Dataset records
_ _ _ _
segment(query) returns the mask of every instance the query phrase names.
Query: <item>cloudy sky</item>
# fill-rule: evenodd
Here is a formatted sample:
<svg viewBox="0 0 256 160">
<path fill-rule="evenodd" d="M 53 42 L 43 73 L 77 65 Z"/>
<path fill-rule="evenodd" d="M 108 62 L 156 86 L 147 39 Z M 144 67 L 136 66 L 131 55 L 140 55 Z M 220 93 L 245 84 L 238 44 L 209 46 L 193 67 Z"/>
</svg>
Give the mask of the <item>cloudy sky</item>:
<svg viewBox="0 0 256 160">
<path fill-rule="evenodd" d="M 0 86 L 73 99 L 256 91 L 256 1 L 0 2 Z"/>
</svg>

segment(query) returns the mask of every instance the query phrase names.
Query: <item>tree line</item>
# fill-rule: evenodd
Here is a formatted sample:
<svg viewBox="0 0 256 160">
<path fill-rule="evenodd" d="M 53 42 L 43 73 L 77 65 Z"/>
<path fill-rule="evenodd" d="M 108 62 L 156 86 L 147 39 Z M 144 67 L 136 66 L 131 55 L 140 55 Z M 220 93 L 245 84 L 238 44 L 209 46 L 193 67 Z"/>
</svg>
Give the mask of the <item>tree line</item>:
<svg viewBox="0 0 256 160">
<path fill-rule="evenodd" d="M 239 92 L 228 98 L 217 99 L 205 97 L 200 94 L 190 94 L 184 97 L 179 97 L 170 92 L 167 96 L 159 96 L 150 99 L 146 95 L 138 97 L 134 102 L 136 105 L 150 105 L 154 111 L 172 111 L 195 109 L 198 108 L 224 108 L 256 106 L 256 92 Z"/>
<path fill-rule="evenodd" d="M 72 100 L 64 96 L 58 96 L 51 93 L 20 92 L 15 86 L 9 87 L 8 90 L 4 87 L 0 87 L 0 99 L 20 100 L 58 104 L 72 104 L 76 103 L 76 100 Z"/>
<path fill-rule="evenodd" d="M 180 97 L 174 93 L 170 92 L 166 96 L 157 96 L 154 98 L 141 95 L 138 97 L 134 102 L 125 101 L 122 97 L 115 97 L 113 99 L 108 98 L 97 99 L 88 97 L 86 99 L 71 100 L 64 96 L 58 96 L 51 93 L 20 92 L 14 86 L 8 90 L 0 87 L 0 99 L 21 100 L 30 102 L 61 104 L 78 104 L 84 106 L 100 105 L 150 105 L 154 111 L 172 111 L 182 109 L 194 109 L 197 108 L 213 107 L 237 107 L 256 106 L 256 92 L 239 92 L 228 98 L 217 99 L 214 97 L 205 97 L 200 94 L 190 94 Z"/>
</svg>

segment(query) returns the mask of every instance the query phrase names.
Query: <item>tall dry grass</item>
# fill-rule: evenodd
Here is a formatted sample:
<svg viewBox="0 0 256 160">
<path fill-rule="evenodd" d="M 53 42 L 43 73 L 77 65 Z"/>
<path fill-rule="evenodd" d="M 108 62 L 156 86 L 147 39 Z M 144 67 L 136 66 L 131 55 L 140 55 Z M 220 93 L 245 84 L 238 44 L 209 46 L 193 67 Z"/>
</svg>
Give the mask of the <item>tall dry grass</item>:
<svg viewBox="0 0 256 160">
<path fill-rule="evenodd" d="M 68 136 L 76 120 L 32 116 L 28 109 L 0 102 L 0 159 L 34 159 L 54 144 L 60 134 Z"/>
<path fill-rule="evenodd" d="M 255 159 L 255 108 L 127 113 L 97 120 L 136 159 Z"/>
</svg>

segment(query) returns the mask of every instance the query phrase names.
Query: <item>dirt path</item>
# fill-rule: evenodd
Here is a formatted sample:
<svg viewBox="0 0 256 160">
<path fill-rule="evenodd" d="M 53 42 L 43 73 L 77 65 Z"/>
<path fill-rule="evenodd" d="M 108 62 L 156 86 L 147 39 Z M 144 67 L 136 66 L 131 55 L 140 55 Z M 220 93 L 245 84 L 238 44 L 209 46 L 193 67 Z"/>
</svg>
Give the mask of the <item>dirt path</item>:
_ _ _ _
§ What this task involves:
How many of the lines above contain the string "dirt"? Reply with the number alone.

§ Correct output:
2